START

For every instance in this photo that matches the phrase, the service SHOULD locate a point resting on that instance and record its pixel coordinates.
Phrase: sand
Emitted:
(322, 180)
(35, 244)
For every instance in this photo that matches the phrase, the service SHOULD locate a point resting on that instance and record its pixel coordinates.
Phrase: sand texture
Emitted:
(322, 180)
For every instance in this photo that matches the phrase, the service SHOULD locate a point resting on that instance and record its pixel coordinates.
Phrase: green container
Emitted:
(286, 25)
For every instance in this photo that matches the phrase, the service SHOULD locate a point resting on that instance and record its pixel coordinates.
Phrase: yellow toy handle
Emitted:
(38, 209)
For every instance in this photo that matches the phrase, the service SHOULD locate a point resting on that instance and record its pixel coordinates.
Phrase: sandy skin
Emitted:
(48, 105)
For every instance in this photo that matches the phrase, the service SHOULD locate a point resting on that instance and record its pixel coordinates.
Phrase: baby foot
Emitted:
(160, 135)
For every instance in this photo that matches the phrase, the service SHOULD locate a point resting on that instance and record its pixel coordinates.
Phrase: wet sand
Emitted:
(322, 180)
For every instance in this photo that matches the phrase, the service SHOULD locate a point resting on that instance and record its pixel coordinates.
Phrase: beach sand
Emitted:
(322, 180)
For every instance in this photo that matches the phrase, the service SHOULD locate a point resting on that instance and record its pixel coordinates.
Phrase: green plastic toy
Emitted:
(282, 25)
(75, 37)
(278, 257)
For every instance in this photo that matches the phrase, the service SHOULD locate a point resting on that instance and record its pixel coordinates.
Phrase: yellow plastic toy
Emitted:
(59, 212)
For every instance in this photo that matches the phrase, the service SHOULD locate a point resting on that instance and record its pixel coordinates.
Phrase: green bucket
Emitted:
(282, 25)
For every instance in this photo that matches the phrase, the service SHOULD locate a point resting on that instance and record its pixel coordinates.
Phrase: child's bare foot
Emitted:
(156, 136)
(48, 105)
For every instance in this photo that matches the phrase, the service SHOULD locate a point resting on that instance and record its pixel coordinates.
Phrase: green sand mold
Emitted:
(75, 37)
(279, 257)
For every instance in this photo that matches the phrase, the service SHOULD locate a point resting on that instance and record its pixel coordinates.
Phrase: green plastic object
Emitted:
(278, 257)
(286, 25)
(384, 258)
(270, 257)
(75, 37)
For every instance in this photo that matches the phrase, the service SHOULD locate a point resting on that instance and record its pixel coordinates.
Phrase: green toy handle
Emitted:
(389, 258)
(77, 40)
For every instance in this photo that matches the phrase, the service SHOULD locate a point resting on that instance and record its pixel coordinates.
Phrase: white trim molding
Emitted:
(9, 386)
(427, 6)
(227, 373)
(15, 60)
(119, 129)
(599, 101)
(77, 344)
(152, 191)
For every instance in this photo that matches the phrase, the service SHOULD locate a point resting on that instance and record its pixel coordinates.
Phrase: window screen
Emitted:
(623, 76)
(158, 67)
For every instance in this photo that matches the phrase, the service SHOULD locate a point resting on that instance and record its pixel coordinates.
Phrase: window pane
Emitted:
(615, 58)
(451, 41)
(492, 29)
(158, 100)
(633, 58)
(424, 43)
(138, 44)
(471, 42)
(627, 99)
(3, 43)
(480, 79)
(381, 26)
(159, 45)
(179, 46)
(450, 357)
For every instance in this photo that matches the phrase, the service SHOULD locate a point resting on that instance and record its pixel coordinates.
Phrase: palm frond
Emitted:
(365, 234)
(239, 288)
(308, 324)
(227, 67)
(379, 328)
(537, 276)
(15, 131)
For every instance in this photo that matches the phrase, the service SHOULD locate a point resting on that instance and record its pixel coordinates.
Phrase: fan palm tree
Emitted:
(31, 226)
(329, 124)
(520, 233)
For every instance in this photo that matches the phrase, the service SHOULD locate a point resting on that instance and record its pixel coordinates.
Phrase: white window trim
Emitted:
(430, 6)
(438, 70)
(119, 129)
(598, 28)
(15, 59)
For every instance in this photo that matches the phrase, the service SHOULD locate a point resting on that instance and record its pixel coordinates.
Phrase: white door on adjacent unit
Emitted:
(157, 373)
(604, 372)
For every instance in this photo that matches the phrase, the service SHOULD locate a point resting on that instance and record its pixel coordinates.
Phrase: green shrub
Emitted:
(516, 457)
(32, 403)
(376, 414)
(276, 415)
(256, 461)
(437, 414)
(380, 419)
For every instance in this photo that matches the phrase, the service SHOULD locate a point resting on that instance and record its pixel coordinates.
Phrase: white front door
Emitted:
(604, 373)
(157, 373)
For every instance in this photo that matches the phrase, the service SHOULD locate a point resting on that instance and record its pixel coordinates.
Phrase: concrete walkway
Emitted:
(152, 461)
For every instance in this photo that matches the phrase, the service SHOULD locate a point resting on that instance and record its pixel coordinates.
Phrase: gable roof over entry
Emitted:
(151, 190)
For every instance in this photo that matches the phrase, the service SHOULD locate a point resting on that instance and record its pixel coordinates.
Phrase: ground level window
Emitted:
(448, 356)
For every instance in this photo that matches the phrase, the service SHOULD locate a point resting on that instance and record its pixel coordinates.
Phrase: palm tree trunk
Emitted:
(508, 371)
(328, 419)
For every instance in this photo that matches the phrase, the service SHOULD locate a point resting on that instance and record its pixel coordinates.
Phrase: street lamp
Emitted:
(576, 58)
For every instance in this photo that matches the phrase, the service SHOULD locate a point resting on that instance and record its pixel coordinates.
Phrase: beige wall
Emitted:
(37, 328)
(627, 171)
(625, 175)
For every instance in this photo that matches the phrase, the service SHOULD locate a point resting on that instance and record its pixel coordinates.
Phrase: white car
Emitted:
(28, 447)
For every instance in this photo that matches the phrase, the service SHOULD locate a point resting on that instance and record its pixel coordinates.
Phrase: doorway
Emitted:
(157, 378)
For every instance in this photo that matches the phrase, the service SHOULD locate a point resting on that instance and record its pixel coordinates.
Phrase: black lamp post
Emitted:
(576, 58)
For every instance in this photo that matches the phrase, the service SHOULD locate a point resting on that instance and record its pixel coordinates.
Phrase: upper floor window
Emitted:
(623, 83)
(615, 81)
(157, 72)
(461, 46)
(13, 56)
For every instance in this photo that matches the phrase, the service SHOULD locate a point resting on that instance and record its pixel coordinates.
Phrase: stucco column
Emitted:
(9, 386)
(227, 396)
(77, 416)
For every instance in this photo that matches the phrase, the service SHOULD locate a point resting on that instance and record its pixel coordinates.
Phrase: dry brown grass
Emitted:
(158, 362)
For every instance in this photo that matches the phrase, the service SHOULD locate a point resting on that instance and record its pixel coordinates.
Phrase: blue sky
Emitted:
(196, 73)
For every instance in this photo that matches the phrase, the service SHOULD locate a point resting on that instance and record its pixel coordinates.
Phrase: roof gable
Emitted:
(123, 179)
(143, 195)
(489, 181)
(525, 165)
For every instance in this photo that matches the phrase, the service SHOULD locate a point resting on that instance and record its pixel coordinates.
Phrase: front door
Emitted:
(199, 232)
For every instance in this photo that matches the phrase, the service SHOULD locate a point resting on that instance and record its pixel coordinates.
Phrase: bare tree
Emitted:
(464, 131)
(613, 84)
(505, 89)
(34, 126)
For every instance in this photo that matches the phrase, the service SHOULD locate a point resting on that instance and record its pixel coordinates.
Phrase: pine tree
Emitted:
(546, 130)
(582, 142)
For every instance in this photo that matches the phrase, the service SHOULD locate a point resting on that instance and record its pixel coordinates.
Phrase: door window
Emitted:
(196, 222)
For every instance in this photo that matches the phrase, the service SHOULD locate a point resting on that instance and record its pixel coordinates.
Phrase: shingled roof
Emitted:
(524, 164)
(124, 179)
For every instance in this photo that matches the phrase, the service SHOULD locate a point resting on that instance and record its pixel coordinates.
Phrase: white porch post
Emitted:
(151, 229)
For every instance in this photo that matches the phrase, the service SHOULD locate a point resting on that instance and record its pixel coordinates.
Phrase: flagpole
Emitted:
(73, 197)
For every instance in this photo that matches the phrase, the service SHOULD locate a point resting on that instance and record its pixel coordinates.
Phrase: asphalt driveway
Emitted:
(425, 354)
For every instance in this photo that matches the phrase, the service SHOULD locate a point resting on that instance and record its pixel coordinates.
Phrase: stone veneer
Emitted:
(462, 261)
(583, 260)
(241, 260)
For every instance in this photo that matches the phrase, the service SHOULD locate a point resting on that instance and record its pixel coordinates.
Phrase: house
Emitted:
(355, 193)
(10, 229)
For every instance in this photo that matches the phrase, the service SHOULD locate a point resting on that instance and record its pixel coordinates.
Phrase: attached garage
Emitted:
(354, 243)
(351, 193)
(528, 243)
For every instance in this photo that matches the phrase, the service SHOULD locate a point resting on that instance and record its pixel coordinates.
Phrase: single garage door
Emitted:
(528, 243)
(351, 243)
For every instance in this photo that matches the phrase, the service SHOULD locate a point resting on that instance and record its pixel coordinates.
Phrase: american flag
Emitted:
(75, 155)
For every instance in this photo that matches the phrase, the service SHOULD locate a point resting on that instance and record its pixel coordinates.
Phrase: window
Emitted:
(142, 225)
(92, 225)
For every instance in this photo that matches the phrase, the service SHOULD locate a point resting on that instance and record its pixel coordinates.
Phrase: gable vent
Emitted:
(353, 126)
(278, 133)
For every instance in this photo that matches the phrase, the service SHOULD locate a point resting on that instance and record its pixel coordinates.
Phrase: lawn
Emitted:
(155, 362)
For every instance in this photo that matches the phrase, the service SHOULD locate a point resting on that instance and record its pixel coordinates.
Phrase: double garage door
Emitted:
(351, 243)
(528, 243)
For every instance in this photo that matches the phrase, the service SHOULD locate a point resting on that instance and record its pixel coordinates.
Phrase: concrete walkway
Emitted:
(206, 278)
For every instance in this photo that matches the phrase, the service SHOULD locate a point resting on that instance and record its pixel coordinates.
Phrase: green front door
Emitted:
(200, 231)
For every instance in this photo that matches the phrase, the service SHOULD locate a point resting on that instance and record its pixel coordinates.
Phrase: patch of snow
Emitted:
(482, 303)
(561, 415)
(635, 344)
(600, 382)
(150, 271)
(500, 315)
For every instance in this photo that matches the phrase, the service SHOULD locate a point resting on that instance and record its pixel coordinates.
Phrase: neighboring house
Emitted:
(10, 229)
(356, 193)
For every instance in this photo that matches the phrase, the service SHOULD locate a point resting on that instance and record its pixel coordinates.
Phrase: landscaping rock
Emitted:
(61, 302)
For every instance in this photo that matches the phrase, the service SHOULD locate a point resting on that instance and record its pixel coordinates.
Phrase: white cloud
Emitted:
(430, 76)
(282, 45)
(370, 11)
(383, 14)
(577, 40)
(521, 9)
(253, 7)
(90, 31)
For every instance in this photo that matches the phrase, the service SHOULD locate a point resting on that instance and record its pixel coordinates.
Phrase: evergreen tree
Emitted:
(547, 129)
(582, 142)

END

Work required: Please count the lines in the rows above that contain the string "front" and give only that number.

Task response: 3